- _Problem_
Pick out the lines below that contain the string "pile" and copy them all.

- _Data for the task_
^^^^^^^^

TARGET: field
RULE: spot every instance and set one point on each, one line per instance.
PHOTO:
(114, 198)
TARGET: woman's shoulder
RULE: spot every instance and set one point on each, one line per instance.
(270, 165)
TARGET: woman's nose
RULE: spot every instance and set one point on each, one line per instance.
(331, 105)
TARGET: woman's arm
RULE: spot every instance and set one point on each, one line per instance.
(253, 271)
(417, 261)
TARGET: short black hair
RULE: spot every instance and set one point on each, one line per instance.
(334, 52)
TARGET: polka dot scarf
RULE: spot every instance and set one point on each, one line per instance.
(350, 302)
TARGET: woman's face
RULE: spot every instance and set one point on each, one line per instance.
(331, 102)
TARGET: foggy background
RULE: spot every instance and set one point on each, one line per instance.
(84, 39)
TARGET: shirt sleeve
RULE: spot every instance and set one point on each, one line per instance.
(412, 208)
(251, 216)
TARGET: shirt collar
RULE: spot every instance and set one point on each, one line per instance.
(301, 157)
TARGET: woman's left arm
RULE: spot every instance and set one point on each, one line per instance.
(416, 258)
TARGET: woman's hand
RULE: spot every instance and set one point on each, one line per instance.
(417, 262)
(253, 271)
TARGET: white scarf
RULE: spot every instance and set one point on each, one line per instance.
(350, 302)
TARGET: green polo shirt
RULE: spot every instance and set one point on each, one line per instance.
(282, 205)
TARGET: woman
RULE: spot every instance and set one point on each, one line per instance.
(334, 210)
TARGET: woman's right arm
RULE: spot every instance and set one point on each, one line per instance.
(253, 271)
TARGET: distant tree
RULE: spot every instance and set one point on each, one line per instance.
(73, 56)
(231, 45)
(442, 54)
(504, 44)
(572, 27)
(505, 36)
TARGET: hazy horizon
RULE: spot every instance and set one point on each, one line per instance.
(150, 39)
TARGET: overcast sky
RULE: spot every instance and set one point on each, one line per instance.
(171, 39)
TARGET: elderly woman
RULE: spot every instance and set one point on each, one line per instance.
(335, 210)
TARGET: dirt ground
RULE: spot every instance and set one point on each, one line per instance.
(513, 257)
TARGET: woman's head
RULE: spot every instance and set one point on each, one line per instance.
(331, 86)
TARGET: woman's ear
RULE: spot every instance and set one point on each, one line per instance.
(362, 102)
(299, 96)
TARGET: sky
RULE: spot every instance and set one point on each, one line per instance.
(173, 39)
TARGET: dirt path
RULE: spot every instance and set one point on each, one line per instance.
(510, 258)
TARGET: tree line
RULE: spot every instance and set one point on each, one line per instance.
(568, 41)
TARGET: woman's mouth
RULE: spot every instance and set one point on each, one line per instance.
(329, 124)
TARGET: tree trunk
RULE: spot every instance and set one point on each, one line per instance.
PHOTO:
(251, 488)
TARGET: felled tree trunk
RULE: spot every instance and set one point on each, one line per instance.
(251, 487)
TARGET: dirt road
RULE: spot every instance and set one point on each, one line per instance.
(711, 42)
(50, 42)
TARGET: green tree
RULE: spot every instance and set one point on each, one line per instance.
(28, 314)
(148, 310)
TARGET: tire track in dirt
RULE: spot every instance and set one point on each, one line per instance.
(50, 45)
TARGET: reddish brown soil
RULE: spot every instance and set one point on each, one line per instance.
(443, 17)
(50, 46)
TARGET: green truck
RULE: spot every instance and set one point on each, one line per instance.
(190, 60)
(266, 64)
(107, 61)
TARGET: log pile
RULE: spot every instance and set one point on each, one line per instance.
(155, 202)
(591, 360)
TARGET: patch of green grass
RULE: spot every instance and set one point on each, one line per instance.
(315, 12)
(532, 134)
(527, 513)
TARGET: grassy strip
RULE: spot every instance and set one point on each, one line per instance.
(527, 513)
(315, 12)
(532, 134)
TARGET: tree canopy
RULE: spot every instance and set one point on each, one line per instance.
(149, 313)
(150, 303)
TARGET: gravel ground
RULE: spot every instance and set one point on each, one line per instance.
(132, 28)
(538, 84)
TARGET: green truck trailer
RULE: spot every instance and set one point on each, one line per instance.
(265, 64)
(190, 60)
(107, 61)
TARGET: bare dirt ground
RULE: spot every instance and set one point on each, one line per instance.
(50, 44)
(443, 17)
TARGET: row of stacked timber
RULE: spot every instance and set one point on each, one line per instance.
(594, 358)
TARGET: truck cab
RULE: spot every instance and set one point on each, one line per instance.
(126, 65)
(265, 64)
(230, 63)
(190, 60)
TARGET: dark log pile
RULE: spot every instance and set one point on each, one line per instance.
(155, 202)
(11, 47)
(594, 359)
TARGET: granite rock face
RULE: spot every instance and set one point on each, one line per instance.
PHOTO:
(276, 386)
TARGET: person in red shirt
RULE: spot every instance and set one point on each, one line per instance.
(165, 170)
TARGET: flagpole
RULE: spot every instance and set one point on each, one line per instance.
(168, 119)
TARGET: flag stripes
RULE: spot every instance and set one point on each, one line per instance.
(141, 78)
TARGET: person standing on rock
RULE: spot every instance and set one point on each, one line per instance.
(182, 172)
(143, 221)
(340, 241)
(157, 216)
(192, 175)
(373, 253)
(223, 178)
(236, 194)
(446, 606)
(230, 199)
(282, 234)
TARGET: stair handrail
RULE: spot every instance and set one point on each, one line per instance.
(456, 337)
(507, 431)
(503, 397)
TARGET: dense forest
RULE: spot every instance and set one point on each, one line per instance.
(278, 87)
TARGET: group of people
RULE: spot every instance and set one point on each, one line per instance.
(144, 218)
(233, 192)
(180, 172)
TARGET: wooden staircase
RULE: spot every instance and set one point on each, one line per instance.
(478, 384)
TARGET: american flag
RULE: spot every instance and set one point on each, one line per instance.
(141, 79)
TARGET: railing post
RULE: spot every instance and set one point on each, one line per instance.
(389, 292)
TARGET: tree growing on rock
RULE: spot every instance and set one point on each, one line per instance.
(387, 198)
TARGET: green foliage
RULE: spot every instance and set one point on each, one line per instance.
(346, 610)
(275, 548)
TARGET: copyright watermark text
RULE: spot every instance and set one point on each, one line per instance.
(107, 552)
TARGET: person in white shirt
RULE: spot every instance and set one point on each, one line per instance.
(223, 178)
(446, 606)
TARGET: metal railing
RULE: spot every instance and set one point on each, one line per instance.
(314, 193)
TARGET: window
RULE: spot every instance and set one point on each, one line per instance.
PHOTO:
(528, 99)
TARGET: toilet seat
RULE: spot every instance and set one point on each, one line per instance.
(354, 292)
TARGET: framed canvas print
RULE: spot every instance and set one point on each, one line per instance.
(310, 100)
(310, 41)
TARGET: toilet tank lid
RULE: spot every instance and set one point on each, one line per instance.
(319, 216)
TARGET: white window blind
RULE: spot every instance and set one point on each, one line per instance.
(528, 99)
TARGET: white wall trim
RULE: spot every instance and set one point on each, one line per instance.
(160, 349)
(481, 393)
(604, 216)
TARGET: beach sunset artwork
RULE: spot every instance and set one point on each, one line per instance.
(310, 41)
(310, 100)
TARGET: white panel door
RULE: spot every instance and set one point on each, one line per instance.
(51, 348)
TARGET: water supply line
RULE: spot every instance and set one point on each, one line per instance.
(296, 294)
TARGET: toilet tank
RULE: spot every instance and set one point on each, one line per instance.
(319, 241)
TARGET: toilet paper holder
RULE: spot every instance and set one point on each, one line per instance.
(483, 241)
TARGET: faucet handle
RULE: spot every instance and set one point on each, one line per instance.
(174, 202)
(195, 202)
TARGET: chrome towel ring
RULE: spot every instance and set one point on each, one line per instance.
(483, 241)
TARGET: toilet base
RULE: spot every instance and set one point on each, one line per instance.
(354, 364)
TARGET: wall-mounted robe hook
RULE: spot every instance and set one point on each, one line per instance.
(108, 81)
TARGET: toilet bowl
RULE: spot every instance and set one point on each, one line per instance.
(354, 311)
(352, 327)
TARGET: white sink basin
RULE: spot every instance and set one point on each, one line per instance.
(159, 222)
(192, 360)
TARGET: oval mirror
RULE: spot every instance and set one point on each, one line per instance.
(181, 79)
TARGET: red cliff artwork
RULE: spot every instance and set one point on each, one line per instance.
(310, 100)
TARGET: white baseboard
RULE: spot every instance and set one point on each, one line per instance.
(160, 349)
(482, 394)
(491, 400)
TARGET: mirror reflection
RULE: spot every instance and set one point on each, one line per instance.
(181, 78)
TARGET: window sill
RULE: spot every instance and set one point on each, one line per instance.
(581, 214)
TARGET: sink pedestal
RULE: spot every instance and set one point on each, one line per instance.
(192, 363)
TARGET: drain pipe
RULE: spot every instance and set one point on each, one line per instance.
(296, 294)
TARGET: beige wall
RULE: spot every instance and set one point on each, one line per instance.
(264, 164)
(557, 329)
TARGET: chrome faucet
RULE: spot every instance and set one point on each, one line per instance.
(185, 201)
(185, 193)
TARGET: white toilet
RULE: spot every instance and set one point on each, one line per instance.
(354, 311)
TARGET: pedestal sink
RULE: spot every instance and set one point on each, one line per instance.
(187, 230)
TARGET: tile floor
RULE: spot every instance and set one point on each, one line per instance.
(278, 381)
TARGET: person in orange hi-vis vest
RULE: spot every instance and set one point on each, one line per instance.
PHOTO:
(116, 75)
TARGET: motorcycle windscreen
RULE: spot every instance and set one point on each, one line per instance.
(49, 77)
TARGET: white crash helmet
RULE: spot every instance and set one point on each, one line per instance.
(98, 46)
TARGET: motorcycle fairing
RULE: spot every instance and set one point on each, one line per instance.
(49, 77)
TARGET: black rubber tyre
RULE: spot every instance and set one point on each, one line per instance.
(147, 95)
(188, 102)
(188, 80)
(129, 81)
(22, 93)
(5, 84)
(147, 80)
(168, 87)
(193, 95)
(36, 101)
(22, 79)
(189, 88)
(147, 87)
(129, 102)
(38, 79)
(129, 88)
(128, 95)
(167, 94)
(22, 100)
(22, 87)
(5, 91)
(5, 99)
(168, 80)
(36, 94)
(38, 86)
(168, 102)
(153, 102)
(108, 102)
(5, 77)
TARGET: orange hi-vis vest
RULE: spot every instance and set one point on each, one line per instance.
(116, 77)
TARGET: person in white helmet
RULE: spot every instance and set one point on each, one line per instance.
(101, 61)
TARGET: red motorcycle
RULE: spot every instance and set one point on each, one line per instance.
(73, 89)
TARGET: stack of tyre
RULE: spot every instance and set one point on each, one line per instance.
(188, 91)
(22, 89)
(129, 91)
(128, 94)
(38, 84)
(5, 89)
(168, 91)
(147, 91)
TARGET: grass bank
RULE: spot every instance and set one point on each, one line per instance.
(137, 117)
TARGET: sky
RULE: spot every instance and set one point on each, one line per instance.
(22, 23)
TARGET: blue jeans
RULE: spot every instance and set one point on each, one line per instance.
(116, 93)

^^^^^^^^

- _Result below_
TARGET: log pile
TARGET: dark log pile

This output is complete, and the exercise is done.